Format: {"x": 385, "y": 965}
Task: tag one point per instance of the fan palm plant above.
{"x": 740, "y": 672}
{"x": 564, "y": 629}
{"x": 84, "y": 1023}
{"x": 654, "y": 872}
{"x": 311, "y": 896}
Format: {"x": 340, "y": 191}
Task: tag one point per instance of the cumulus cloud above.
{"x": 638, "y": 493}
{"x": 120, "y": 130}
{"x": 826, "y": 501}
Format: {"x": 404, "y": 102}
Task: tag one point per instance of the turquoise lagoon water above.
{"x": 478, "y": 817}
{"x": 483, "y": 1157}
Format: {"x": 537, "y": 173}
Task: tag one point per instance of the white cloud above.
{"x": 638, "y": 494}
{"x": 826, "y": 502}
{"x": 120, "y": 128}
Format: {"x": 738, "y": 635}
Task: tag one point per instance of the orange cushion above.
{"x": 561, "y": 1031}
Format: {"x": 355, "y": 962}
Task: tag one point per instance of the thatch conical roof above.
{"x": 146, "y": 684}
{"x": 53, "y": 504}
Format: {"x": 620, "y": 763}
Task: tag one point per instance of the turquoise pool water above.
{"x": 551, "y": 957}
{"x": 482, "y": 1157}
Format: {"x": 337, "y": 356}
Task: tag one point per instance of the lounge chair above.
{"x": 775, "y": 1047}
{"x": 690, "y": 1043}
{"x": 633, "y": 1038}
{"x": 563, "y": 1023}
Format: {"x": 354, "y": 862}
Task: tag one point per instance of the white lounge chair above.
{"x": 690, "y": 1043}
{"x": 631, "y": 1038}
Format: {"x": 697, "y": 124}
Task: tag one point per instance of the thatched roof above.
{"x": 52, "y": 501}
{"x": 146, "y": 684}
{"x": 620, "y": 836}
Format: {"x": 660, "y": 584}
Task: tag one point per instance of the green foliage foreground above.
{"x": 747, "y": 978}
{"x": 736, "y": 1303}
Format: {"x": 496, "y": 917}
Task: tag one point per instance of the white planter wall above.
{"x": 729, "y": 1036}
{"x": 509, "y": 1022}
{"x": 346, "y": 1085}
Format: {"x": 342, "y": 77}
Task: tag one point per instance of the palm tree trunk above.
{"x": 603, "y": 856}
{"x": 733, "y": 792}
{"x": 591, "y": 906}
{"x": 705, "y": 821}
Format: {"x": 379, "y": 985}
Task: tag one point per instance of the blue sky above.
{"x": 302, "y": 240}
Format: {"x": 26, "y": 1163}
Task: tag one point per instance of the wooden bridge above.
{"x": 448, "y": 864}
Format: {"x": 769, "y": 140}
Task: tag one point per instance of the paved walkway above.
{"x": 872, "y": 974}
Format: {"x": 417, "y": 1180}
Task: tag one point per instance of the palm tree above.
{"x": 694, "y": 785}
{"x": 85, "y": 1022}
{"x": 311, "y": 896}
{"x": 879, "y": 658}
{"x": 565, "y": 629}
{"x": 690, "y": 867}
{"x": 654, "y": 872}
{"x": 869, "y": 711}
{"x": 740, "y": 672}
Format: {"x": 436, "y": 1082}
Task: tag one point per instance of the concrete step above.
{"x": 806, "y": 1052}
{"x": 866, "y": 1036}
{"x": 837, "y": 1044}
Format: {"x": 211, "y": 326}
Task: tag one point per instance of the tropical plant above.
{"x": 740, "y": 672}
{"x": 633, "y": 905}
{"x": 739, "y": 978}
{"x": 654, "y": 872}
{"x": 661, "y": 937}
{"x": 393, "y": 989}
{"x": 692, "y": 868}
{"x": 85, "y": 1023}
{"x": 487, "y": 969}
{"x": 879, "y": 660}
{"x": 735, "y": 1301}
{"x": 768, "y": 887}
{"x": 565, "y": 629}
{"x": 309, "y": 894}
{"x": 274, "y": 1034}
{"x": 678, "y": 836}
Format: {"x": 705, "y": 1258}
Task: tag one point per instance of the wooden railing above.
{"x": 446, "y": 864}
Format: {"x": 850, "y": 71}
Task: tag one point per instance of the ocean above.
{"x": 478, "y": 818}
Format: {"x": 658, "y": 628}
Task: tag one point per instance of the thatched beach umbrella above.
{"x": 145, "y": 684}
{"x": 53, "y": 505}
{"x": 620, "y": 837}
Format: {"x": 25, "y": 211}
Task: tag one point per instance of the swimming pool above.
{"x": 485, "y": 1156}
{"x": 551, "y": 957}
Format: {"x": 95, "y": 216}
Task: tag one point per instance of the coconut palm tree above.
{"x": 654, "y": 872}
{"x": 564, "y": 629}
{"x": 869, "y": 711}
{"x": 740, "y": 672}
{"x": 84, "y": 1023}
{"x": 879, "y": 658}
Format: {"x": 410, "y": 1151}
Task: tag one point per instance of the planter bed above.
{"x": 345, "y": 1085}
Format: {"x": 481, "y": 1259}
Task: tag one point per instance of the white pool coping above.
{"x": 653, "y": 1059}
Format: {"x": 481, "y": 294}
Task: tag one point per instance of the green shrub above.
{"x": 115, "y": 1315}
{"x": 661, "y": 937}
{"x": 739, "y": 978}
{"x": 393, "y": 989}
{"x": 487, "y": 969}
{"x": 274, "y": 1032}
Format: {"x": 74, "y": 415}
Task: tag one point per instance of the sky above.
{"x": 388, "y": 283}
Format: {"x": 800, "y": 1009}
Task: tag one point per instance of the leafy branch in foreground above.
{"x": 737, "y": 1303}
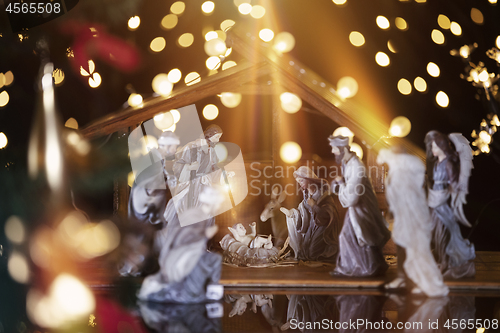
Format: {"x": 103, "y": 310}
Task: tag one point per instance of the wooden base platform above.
{"x": 300, "y": 276}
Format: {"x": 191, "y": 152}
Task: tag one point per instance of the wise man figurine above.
{"x": 365, "y": 231}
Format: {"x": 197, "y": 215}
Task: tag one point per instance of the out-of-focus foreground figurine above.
{"x": 449, "y": 164}
{"x": 412, "y": 224}
{"x": 365, "y": 231}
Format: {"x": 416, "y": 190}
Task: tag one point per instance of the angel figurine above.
{"x": 412, "y": 223}
{"x": 449, "y": 165}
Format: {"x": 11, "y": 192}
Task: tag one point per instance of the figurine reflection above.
{"x": 449, "y": 164}
{"x": 313, "y": 226}
{"x": 365, "y": 231}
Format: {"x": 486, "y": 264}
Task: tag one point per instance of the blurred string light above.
{"x": 226, "y": 24}
{"x": 442, "y": 99}
{"x": 284, "y": 42}
{"x": 347, "y": 87}
{"x": 186, "y": 39}
{"x": 134, "y": 100}
{"x": 382, "y": 22}
{"x": 444, "y": 21}
{"x": 401, "y": 23}
{"x": 3, "y": 140}
{"x": 245, "y": 8}
{"x": 175, "y": 75}
{"x": 344, "y": 131}
{"x": 476, "y": 16}
{"x": 400, "y": 127}
{"x": 210, "y": 112}
{"x": 420, "y": 84}
{"x": 455, "y": 28}
{"x": 433, "y": 69}
{"x": 230, "y": 100}
{"x": 208, "y": 7}
{"x": 356, "y": 38}
{"x": 290, "y": 152}
{"x": 404, "y": 86}
{"x": 158, "y": 44}
{"x": 134, "y": 22}
{"x": 258, "y": 12}
{"x": 266, "y": 35}
{"x": 169, "y": 21}
{"x": 192, "y": 78}
{"x": 290, "y": 102}
{"x": 437, "y": 37}
{"x": 228, "y": 64}
{"x": 161, "y": 85}
{"x": 382, "y": 59}
{"x": 4, "y": 98}
{"x": 68, "y": 300}
{"x": 178, "y": 7}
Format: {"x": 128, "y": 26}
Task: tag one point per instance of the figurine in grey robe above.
{"x": 412, "y": 224}
{"x": 313, "y": 227}
{"x": 449, "y": 164}
{"x": 365, "y": 231}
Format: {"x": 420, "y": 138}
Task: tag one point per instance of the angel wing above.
{"x": 460, "y": 190}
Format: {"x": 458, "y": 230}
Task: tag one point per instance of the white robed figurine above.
{"x": 412, "y": 224}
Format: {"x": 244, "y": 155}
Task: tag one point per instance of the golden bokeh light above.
{"x": 390, "y": 46}
{"x": 290, "y": 152}
{"x": 14, "y": 230}
{"x": 3, "y": 140}
{"x": 174, "y": 75}
{"x": 134, "y": 100}
{"x": 284, "y": 42}
{"x": 245, "y": 8}
{"x": 356, "y": 38}
{"x": 162, "y": 85}
{"x": 383, "y": 22}
{"x": 215, "y": 47}
{"x": 186, "y": 39}
{"x": 258, "y": 12}
{"x": 230, "y": 100}
{"x": 4, "y": 98}
{"x": 433, "y": 69}
{"x": 442, "y": 99}
{"x": 476, "y": 16}
{"x": 344, "y": 131}
{"x": 158, "y": 44}
{"x": 401, "y": 23}
{"x": 404, "y": 86}
{"x": 134, "y": 22}
{"x": 266, "y": 35}
{"x": 213, "y": 63}
{"x": 208, "y": 7}
{"x": 382, "y": 59}
{"x": 169, "y": 21}
{"x": 357, "y": 150}
{"x": 18, "y": 267}
{"x": 192, "y": 78}
{"x": 210, "y": 111}
{"x": 455, "y": 28}
{"x": 228, "y": 64}
{"x": 347, "y": 87}
{"x": 420, "y": 84}
{"x": 290, "y": 103}
{"x": 178, "y": 7}
{"x": 226, "y": 24}
{"x": 400, "y": 127}
{"x": 437, "y": 37}
{"x": 444, "y": 21}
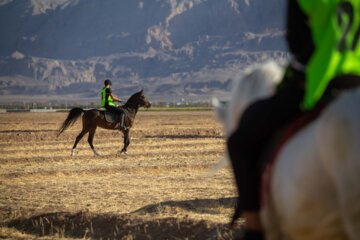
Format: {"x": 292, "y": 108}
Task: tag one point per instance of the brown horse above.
{"x": 93, "y": 118}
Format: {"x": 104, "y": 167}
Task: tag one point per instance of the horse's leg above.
{"x": 78, "y": 138}
{"x": 90, "y": 140}
{"x": 126, "y": 142}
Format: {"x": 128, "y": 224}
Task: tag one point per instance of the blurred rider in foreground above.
{"x": 323, "y": 38}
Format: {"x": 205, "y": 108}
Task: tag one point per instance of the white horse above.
{"x": 315, "y": 187}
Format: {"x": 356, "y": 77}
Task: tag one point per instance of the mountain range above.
{"x": 173, "y": 49}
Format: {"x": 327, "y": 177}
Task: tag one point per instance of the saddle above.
{"x": 340, "y": 83}
{"x": 112, "y": 117}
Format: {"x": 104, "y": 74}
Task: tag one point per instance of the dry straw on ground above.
{"x": 160, "y": 190}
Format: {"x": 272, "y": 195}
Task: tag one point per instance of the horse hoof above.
{"x": 73, "y": 152}
{"x": 121, "y": 152}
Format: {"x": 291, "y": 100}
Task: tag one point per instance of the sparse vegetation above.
{"x": 161, "y": 190}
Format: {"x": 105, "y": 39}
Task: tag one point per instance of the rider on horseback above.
{"x": 107, "y": 101}
{"x": 323, "y": 38}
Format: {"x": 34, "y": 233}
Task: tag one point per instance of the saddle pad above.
{"x": 112, "y": 117}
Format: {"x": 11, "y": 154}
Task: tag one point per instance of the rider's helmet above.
{"x": 107, "y": 82}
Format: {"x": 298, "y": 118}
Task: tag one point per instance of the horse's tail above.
{"x": 72, "y": 117}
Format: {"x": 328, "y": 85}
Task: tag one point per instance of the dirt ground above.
{"x": 162, "y": 189}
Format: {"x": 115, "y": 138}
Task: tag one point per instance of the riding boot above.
{"x": 121, "y": 124}
{"x": 253, "y": 235}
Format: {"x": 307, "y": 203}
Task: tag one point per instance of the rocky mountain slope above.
{"x": 170, "y": 48}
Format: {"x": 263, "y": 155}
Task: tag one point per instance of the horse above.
{"x": 314, "y": 190}
{"x": 93, "y": 118}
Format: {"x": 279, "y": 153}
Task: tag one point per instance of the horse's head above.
{"x": 257, "y": 82}
{"x": 139, "y": 100}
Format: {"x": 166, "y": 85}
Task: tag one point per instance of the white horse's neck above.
{"x": 257, "y": 82}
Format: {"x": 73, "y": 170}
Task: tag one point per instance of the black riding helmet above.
{"x": 107, "y": 82}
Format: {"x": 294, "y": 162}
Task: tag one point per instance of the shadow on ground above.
{"x": 133, "y": 225}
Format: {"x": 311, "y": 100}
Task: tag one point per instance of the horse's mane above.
{"x": 256, "y": 82}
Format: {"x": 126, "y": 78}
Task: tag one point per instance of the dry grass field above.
{"x": 160, "y": 190}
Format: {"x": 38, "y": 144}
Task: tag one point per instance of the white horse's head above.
{"x": 257, "y": 82}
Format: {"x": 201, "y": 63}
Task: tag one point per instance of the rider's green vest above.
{"x": 335, "y": 28}
{"x": 109, "y": 101}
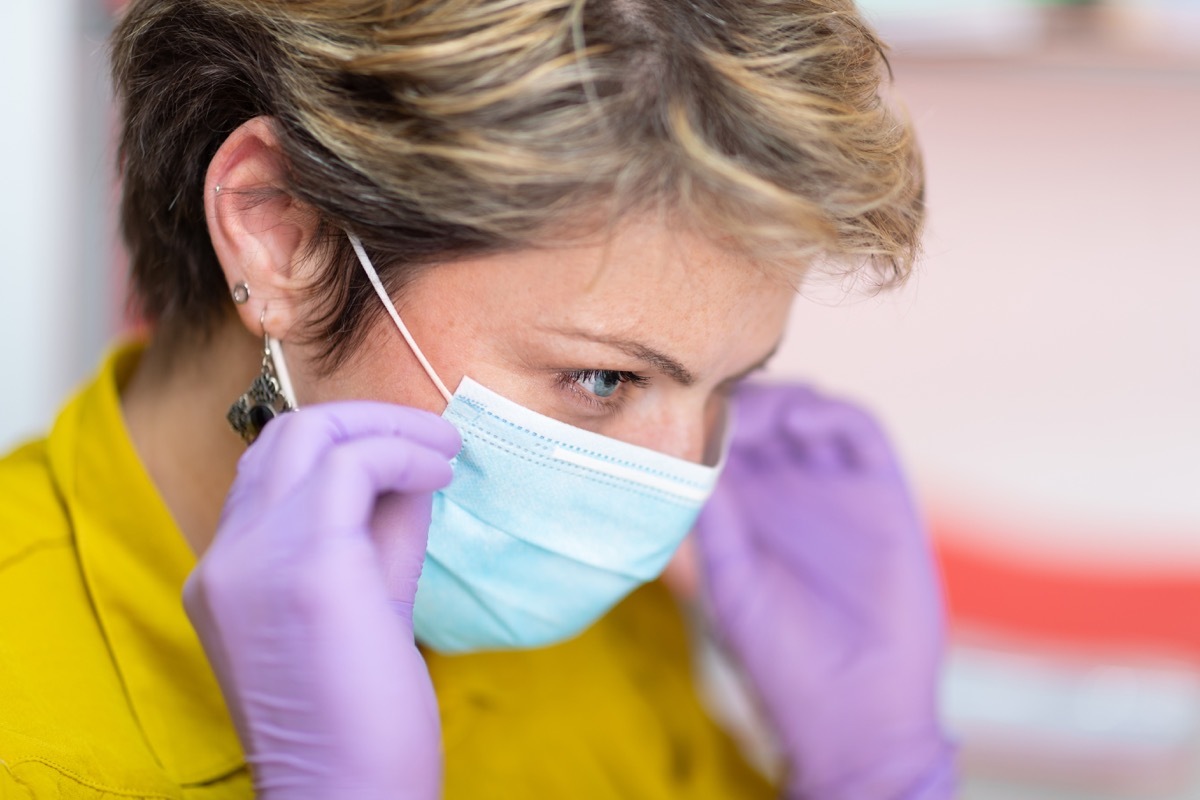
● ● ● ● ● ● ●
Task prompt –
How many lines in the listing above contain the word "cloud"? Reply with the number alone.

Exercise solution –
2